**DATA EXCERPTS:**
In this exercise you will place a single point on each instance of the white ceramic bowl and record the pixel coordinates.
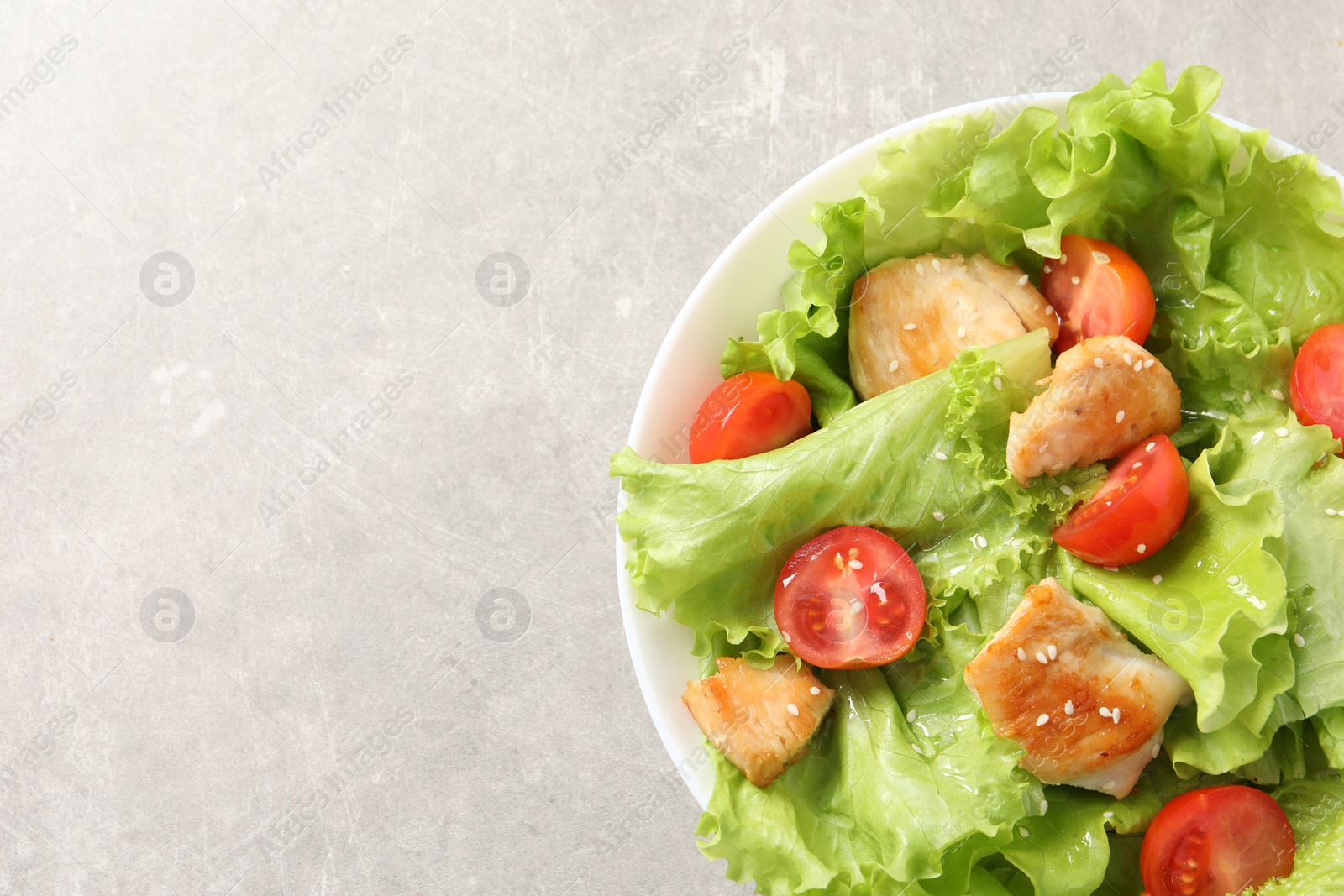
--
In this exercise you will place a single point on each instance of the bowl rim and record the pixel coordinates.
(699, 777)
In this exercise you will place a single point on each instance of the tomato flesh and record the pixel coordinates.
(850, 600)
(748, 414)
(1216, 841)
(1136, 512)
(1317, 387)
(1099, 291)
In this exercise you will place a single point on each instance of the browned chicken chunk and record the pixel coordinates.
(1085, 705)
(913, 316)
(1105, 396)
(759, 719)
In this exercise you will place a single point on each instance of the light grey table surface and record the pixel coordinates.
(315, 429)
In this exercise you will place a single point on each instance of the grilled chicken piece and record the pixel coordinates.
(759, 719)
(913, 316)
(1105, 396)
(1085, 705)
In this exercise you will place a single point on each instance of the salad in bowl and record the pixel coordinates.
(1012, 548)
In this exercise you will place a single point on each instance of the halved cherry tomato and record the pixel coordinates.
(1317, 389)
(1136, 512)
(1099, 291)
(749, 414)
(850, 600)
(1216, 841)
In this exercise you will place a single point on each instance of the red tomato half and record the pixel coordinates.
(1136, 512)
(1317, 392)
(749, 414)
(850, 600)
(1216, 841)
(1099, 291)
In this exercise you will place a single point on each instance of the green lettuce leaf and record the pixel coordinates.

**INSTRUCTIONS FOR THE TASK:** Copy out each line of the items above that contains the word "point". Case counts.

**COMPLETE OUTPUT:**
In this exercise you will place a single point on each instance of the white ceramic bowl and record the pixel coordinates.
In this exercise you will place a single point on each instance of the bowl rim and record the pixel coordinates.
In this exercise you will place a single point on each instance of the tomato flesh and record the pixel coordinates.
In this exercise you will place a single point on each instance of the browned chicken chunk and record the pixel coordinates.
In this exercise you will place a single point on each instance of the light grey table surface and record the pixel coordinates.
In this exercise you will place a single point on each instance of the grilled chicken piece and record the pixel coordinates.
In this exercise you will place a single point on each instance of the salad in bowl and record the pixel coordinates.
In this exercise you will place a single point on each instance of the halved cherry tomato and record the pixel coordinates.
In this exercise you will place a single point on each instance of the red tomato half and record the pixel coordinates.
In this exercise you will place a single point on each instance of the green lettuce leaf and record the pixel coordinates.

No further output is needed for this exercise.